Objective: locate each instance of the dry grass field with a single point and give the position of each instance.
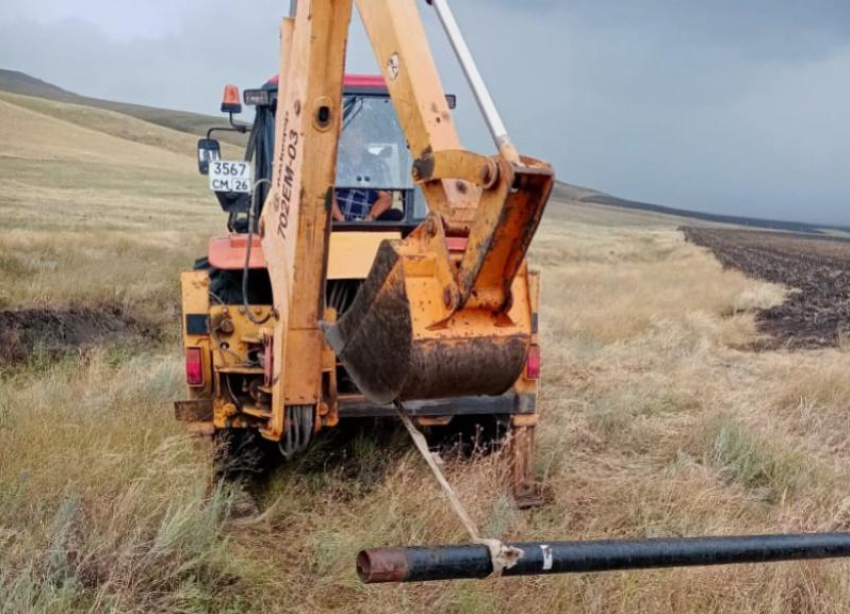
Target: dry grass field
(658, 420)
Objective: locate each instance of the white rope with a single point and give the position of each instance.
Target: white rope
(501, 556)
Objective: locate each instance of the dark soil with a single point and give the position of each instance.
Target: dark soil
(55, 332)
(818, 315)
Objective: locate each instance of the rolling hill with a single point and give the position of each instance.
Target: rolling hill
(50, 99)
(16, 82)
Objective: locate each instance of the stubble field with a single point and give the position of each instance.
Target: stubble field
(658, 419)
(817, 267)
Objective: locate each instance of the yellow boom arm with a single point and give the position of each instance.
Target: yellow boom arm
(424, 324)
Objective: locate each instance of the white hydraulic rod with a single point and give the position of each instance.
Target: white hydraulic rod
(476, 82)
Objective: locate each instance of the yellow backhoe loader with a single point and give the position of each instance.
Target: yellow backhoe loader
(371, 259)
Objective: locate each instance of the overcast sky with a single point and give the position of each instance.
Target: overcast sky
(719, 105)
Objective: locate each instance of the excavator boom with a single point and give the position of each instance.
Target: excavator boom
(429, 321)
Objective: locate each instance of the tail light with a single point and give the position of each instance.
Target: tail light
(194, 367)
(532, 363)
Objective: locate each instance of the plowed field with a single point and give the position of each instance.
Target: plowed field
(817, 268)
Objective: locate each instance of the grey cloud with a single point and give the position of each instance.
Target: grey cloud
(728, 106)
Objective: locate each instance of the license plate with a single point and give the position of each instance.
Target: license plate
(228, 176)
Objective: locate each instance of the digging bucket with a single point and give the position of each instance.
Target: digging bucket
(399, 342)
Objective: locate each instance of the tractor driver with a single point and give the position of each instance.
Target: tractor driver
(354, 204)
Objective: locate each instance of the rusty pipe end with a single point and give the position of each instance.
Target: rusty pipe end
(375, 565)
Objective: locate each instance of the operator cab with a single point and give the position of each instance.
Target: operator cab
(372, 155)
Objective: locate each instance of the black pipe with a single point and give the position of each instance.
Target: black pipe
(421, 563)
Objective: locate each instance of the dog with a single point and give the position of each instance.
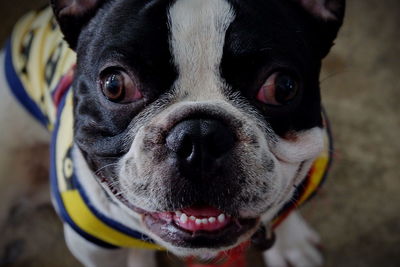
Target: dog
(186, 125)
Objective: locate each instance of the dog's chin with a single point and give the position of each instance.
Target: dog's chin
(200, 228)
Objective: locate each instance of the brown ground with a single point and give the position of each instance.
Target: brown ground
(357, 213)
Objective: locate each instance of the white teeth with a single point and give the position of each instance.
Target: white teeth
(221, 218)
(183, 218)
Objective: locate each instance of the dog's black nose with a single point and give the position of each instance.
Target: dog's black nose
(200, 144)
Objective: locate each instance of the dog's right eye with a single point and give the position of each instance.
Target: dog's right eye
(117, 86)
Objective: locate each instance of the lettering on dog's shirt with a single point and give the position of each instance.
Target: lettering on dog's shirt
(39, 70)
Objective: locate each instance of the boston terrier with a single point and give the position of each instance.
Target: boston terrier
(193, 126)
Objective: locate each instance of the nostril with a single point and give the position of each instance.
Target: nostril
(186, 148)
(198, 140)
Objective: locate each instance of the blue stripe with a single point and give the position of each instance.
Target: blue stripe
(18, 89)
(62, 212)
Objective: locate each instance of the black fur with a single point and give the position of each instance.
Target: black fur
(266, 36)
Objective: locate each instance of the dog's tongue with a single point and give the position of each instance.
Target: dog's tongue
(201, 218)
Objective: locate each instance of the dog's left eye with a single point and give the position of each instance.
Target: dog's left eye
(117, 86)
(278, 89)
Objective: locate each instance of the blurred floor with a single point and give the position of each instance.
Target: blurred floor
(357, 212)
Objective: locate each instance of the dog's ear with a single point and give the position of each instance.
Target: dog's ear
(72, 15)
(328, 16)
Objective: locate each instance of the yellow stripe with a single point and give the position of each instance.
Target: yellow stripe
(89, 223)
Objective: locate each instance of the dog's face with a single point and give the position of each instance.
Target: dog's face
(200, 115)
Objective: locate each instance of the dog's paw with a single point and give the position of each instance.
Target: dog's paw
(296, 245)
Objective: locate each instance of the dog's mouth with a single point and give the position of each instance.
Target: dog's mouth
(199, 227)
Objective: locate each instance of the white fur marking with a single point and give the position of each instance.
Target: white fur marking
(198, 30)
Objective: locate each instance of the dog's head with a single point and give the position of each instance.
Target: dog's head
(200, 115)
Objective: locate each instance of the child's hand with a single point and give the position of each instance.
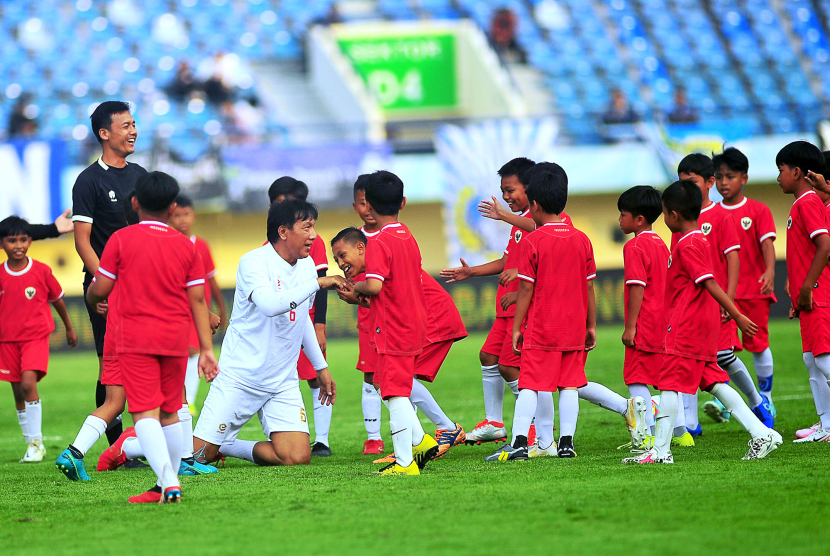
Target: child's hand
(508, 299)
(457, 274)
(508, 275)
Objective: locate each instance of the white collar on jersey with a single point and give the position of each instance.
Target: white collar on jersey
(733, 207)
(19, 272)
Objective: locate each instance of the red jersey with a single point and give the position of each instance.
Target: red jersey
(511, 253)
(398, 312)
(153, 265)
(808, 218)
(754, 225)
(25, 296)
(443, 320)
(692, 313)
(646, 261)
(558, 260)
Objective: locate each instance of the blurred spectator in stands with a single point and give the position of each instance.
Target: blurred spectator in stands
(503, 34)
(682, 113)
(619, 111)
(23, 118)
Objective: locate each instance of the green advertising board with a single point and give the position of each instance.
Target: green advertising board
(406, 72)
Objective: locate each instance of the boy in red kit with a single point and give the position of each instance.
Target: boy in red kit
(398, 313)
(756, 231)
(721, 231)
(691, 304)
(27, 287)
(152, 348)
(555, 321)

----

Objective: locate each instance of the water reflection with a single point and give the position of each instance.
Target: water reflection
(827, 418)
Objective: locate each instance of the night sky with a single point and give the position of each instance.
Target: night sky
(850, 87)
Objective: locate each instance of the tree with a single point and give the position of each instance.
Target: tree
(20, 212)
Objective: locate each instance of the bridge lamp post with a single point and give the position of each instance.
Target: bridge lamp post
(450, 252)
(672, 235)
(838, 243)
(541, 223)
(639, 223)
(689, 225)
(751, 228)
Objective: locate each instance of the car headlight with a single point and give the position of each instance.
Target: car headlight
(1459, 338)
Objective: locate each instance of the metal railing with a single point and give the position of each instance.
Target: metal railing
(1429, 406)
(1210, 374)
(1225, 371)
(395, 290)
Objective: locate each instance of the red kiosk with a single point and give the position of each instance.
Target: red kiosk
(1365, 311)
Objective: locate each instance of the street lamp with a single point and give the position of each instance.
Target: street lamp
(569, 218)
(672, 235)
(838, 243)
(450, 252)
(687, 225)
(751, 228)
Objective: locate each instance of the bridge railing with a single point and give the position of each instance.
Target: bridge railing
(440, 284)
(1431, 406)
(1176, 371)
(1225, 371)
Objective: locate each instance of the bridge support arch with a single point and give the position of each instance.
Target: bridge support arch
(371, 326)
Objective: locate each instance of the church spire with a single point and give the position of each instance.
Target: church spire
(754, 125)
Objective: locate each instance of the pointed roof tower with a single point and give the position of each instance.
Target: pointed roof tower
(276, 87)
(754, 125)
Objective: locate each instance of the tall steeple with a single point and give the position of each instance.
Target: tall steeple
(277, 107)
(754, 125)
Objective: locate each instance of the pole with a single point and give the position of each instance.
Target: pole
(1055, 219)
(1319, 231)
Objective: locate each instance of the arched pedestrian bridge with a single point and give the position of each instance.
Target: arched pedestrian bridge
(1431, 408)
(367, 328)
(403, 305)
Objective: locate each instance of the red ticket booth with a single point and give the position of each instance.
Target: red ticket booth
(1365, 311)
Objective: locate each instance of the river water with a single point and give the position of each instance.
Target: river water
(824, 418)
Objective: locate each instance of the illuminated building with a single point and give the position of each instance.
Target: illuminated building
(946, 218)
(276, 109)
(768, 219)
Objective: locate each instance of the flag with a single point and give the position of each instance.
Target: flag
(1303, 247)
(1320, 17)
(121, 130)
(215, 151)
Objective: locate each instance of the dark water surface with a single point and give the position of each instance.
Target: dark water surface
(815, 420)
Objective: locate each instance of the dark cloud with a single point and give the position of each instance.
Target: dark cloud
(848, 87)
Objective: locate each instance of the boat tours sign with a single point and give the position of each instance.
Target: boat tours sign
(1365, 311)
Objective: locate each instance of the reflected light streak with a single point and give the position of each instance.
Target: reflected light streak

----

■ WHAT THE TASK ASKS: Please return each line of the records above that contains the word "post", copied in full.

■ RESULT BELOW:
Objective: locate each instance of the bridge lamp post with a single point and give the position of each instance.
Target: bridge lamp post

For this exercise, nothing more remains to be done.